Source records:
== Segment start ==

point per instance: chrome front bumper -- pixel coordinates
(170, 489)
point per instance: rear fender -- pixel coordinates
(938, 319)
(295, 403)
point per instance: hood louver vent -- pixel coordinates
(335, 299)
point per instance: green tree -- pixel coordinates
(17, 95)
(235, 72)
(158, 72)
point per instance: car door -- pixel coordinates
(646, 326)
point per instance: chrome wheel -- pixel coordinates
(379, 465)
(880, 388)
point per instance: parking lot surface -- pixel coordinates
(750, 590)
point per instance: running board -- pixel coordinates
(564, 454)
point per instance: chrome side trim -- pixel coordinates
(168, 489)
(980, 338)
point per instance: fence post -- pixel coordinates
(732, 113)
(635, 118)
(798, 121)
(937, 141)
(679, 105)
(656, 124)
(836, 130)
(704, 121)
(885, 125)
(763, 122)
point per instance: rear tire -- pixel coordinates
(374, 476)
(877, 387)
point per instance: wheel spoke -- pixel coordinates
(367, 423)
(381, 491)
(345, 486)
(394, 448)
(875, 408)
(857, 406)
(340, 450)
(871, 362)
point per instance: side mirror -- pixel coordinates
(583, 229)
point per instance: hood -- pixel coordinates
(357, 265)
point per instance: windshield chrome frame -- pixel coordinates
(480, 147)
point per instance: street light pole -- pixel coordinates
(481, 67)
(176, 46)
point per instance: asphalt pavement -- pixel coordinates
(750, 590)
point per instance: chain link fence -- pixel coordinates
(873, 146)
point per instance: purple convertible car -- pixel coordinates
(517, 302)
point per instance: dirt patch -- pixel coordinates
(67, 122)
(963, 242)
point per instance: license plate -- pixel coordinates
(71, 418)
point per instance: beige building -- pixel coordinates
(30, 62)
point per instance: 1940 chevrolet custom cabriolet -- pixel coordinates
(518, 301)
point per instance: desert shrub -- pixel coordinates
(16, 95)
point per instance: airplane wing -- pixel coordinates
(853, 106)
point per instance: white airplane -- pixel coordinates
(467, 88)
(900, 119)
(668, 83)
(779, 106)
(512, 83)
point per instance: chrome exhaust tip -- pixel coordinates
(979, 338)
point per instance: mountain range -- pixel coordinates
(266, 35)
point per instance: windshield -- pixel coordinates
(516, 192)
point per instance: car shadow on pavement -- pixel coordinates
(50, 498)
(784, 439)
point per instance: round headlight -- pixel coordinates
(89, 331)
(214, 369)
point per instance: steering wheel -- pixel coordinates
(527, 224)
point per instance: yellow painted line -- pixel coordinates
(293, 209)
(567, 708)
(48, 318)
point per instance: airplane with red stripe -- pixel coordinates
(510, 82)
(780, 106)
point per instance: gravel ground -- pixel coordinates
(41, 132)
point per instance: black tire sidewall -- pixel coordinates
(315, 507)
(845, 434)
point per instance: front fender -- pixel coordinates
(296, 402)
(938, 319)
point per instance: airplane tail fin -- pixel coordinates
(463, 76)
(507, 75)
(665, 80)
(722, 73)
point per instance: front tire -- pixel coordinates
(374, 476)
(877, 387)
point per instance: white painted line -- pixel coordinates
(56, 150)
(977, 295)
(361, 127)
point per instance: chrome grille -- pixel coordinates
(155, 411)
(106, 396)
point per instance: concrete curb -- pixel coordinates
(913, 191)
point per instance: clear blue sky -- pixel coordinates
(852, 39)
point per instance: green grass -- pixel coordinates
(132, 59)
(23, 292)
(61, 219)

== Segment end ==

The required result is a verbatim copy of all the entries.

point per instance: chrome front bumper -- pixel coordinates
(170, 489)
point per instance: rear fender -- pixel coordinates
(938, 319)
(295, 403)
point per instance: hood louver vent -- pixel coordinates
(335, 299)
point per instance: green tree -- pixel coordinates
(17, 95)
(235, 72)
(158, 72)
point per instance: car door -- pixel coordinates
(646, 326)
point per instance: chrome wheel -- pixel coordinates
(379, 465)
(880, 388)
point per instance: parking lot surface -- pixel coordinates
(750, 590)
point per instance: running board -- pixel coordinates
(564, 454)
point per instance: chrome side trim -- pixel coordinates
(168, 489)
(980, 338)
point per instance: fence post -- pixel coordinates
(732, 113)
(635, 118)
(798, 121)
(937, 141)
(679, 105)
(656, 124)
(836, 130)
(704, 121)
(885, 125)
(763, 122)
point per instance: rear tire -- pixel coordinates
(374, 476)
(877, 387)
point per instance: wheel spoke -- pixel coordinates
(367, 423)
(381, 491)
(345, 486)
(394, 448)
(875, 408)
(857, 406)
(340, 450)
(871, 362)
point per instance: side mirror -- pixel coordinates
(583, 229)
point per instance: hood -- pixel coordinates
(357, 265)
point per instance: windshield chrome frame -- pixel coordinates
(480, 147)
point per instance: street light pole -- pixel coordinates
(481, 67)
(176, 46)
point per instance: asphalt pavement -- pixel coordinates
(750, 590)
point per instance: chain link fence -- pixel coordinates
(873, 146)
point per instance: purple convertible car -- pixel coordinates
(517, 302)
point per instance: dirt patch -- pixel coordinates
(67, 122)
(963, 242)
point per instance: license plate -- pixel coordinates
(71, 418)
point per instance: beige building -- pixel coordinates
(30, 62)
point per instance: 1940 chevrolet custom cabriolet -- pixel coordinates
(518, 301)
point per instance: desert shrub -- pixel coordinates
(16, 95)
point per instance: airplane wing -- pixel coordinates
(853, 106)
point per instance: white airplane -- pixel coordinates
(467, 88)
(900, 119)
(668, 83)
(779, 106)
(512, 83)
point per instance: chrome exhaust tip -- pixel coordinates
(979, 338)
point per instance: mountain range -- pixel coordinates
(266, 35)
point per instance: windshield -- pixel coordinates
(516, 192)
point per instance: car shadow on pavement -- pixel coordinates
(50, 498)
(784, 439)
point per instance: round headlight -- pixel coordinates
(89, 331)
(214, 369)
point per instance: steering wheel -- pixel coordinates
(527, 224)
point per instance: yellow painted line -- pixel coordinates
(293, 209)
(567, 708)
(48, 318)
point per instance: airplane with red stripe -- pixel coordinates
(510, 82)
(780, 106)
point per instance: gravel ground -- pixel coordinates
(41, 132)
point per instance: black tire sidewall -- pixel coordinates
(315, 507)
(845, 434)
point per instance: front fender -- pixel coordinates
(296, 402)
(938, 319)
point per instance: airplane tail fin -- pixel coordinates
(463, 76)
(507, 75)
(665, 80)
(722, 73)
point per instance: front tire -- pixel coordinates
(374, 476)
(877, 387)
point per instance: white painted line -- pixel coordinates
(56, 150)
(977, 295)
(361, 127)
point per instance: chrome grille -- pixel coordinates
(155, 411)
(106, 396)
point per instance: concrete curb -- pixel coordinates
(913, 191)
point per instance: clear blue sky -- pixel coordinates
(852, 39)
point per instance: green grass -- pixel coordinates
(132, 59)
(23, 292)
(61, 219)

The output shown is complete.